#### Supplied material ####

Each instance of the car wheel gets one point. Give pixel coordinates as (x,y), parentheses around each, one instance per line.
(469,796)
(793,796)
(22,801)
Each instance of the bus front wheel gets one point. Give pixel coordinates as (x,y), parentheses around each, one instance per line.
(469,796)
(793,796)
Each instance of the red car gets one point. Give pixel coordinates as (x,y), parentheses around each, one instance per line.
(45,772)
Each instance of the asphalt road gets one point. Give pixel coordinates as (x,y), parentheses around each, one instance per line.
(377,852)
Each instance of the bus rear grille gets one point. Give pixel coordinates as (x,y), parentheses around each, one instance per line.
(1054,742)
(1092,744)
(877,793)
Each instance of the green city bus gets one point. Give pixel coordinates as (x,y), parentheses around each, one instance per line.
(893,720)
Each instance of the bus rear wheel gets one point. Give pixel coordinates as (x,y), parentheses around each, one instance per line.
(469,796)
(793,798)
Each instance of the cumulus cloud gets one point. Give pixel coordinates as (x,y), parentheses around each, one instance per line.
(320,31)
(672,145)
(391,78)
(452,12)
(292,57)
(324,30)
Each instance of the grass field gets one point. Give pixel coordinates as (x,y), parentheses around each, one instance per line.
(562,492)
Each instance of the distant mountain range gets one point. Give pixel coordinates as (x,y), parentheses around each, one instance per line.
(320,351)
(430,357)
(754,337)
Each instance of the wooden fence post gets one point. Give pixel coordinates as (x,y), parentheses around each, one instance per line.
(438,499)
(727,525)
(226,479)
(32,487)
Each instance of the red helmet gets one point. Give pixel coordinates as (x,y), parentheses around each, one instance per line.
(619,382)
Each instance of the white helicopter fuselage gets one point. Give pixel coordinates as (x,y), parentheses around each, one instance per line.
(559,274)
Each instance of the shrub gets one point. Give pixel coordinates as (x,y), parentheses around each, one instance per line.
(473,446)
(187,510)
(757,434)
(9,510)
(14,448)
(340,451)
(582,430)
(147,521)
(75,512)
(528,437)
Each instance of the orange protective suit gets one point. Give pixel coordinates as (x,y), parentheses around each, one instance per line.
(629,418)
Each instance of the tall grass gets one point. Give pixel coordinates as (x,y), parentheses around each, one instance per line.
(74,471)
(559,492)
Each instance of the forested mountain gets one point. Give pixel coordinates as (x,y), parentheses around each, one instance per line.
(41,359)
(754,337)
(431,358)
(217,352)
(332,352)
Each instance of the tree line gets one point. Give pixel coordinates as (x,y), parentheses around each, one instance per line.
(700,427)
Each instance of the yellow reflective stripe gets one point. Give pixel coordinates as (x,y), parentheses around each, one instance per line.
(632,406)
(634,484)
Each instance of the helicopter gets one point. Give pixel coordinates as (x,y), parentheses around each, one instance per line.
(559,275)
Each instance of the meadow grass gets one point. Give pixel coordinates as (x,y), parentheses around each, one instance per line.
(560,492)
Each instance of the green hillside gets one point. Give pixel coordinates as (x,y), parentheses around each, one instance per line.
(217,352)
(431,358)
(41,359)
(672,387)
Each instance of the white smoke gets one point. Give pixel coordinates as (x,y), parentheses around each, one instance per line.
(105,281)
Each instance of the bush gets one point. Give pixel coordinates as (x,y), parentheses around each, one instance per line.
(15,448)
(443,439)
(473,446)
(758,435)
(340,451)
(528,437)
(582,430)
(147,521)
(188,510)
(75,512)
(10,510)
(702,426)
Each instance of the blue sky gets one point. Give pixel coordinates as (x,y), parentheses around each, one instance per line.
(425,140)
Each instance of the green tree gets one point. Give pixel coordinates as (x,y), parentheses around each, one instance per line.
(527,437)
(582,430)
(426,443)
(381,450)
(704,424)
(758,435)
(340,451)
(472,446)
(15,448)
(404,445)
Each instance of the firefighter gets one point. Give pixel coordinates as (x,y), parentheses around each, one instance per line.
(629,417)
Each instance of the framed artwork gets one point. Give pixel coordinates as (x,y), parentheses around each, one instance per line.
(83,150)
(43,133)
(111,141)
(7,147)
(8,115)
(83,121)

####

What to do. Nothing but the lines from the one that contains "Each instance of the green tree" through the last line of the entries should appear in your reply, each repeated exactly.

Solution to the problem.
Each instance of the green tree gets one point. Give pixel coordinates as (x,y), parentheses around each, one instance per line.
(527,437)
(582,430)
(426,443)
(381,450)
(704,424)
(758,435)
(340,451)
(472,446)
(15,448)
(404,445)
Each instance of the firefighter gets one point. Give pixel coordinates as (x,y), parentheses around each, one instance per line.
(629,417)
Each instance of the framed artwork gets one point. Give pixel coordinates as (x,y), parentheses around each, one instance per line.
(83,150)
(43,133)
(111,141)
(7,147)
(8,115)
(83,121)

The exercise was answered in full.